GIVEN PASSAGE
== Segment start ==

Re: [PATCH] proc: Use a dedicated lock in struct pid

[Date Prev][Date Next][Thread Prev][Thread Next][Date Index][Thread Index]

 



On Wed, Apr 08, 2020 at 03:28:40PM -0500, Eric W. Biederman wrote:
> 
> syzbot wrote:
> > ========================================================
> > WARNING: possible irq lock inversion dependency detected
> > 5.6.0-syzkaller #0 Not tainted
> > --------------------------------------------------------
> > swapper/1/0 just changed the state of lock:
> > ffffffff898090d8 (tasklist_lock){.+.?}-{2:2}, at: send_sigurg+0x9f/0x320 fs/fcntl.c:840
> > but this lock took another, SOFTIRQ-unsafe lock in the past:
> >  (&pid->wait_pidfd){+.+.}-{2:2}
> >
> >
> > and interrupts could create inverse lock ordering between them.

== Segment end ==

INFORMATION SUPPLIED
== Segment start ==

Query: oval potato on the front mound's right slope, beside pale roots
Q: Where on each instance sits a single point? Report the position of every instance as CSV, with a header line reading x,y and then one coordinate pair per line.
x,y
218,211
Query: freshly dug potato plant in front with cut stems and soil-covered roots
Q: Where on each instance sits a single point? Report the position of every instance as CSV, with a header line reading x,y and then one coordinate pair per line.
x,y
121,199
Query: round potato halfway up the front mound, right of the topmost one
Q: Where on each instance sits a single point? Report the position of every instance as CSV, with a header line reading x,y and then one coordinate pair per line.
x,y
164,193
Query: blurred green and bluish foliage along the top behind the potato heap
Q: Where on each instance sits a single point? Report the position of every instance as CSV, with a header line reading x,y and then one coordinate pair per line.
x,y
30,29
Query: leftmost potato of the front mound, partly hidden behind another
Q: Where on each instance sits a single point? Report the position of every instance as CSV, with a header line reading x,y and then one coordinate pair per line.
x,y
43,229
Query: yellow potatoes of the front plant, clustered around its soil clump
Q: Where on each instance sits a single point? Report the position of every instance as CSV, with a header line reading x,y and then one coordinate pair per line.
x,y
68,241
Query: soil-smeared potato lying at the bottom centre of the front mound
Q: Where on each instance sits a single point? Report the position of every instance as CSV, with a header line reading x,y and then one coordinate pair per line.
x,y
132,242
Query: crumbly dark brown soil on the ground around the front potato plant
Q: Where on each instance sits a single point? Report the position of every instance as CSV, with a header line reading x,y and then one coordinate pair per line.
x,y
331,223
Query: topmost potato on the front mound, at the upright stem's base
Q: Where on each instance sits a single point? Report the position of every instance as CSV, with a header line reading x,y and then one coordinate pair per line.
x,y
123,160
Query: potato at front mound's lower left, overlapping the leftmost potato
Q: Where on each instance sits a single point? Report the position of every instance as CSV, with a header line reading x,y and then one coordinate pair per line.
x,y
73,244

== Segment end ==

REQUIRED ACTION
Please continue the mailing-list reply about using a dedicated lock in struct pid, starting right after its last quoted sentence.

RESULT FOR THIS EXERCISE
> >
> >
> > other info that might help us debug this:
> >  Possible interrupt unsafe locking scenario:
> >
> >        CPU0                    CPU1
> >        ----                    ----
> >   lock(&pid->wait_pidfd);
> >                                local_irq_disable();
> >                                lock(tasklist_lock);
> >                                lock(&pid->wait_pidfd);
> >   <Interrupt>
> >     lock(tasklist_lock);
> >
> >  *** DEADLOCK ***
> >
> > 4 locks held by swapper/1/0:
> 
> The problem is that because wait_pidfd.lock is taken under the tasklist
> lock.  It must always be taken with irqs disabled as tasklist_lock can be
> taken from interrupt context and if wait_pidfd.lock was already taken this
> would create a lock order inversion.
> 
> Oleg suggested just disabling irqs where I have added extra calls to
> wait_pidfd.lock.  That should be safe and I think the code will eventually
> do that.  It was rightly pointed out by Christian that sharing the
> wait_pidfd.lock was a premature optimization.
> 
> It is also true that my pre-merge window testing was insufficient.  So
> remove the premature optimization and give struct pid a dedicated lock of
> it's own for struct pid things.  I have verified that lockdep sees all 3
> paths where we take the new pid->lock and lockdep does not complain.
> 
> It is my current day dream that one day pid->lock can be used to guard the
> task lists as well and then the tasklist_lock won't need to be held to
> deliver signals.  That will require taking pid->lock with irqs disabled.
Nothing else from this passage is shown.